[Items from a data source]
..........
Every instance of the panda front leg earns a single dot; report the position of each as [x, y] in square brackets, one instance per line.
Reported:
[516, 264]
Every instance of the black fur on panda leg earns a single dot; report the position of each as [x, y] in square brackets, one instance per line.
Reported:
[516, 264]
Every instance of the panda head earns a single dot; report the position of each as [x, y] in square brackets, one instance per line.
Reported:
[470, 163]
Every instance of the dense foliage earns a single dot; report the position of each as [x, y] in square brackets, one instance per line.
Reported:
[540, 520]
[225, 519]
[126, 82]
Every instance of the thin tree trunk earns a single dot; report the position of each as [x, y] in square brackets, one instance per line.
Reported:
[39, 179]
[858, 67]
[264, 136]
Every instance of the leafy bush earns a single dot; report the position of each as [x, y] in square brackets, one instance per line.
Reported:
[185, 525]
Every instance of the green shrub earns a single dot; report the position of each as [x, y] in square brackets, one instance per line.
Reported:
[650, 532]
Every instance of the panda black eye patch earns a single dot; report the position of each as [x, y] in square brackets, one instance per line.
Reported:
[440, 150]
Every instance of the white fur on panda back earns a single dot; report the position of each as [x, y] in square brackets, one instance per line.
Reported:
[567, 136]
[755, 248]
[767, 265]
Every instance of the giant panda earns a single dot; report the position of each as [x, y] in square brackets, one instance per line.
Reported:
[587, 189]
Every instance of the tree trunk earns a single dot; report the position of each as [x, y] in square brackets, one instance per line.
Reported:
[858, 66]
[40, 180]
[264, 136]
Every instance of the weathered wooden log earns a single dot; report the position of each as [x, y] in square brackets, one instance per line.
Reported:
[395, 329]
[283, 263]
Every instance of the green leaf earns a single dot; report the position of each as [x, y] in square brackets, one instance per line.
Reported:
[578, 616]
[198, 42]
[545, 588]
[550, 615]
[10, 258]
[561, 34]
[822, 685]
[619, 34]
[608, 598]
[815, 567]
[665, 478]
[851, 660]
..........
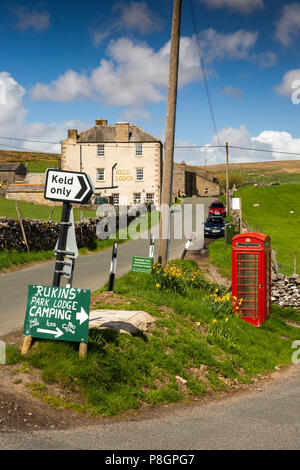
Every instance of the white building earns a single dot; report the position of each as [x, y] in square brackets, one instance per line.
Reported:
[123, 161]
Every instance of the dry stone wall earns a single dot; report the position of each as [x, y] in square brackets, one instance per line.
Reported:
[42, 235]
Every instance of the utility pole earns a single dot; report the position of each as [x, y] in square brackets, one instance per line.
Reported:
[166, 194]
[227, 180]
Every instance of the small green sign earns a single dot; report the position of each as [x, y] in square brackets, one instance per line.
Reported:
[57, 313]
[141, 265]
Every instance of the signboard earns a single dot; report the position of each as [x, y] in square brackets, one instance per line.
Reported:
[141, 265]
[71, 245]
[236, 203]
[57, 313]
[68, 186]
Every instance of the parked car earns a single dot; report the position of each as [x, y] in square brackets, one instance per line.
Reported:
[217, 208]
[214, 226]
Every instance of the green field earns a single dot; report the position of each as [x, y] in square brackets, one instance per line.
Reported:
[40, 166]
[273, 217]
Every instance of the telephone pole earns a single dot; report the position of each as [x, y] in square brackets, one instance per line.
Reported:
..........
TASK STATEMENT ->
Your answer should consist of each line of the data above in which the word "white" occurs.

RESULT OF THE TASK ->
Every instance of the white fur on panda back earns a single dot; report the position of each as [x, y] in square brackets, one instance per line.
Every instance of the white building earns a single dot; report the position of each as [x, y] in square brackets, one instance per line.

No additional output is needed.